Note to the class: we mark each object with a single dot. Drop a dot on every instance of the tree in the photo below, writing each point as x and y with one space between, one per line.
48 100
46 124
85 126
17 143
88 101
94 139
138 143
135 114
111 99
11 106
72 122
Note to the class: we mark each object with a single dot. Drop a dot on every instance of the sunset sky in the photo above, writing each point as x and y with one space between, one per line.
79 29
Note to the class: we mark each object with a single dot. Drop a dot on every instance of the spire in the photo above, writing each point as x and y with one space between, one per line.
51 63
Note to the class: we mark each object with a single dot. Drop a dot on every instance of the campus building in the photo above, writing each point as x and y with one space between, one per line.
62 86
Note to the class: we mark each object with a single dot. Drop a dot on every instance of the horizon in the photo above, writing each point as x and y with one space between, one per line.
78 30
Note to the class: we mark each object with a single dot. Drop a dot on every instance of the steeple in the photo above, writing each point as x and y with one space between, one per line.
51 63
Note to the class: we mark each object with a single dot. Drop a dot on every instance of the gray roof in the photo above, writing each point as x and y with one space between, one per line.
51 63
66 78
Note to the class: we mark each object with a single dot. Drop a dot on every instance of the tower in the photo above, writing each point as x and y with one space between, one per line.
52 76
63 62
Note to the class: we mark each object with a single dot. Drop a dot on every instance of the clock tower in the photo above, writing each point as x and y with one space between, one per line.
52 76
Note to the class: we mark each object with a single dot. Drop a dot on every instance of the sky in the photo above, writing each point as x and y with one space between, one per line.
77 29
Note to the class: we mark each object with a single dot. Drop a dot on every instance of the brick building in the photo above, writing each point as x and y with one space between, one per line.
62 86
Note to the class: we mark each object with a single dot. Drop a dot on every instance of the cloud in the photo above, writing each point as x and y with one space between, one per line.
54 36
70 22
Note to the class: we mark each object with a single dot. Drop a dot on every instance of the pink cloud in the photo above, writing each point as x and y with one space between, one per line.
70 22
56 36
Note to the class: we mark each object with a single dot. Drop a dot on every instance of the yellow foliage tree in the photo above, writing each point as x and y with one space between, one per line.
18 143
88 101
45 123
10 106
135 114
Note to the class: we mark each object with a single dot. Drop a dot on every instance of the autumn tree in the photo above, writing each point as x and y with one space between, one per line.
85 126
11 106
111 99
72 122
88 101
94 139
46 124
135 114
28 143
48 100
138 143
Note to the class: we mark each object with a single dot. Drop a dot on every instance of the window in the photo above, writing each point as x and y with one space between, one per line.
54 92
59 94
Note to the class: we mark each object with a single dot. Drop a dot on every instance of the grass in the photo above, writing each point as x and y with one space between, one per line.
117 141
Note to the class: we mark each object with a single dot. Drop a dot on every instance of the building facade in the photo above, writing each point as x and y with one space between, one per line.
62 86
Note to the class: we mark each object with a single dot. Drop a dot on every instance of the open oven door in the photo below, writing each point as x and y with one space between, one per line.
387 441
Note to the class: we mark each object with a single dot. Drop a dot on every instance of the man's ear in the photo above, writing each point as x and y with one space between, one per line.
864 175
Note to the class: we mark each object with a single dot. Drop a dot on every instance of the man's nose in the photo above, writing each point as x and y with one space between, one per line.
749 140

§

Exercise requirements: Format everything from the line containing "the man's ear" down through the end of the data above as a numbered list, leaving out any blank lines.

The completed task:
1. Note to the class: we mark each object with a single dot. Drop a dot on every instance of the man's ear in the photo above, writing each point as x and y with one space between, one per line.
2. 864 175
3. Note to the class: we mark each object with a single dot. Drop a dot on every instance of the man's nose in the photo above, writing each point as x and y with one space between, one per line.
4. 749 140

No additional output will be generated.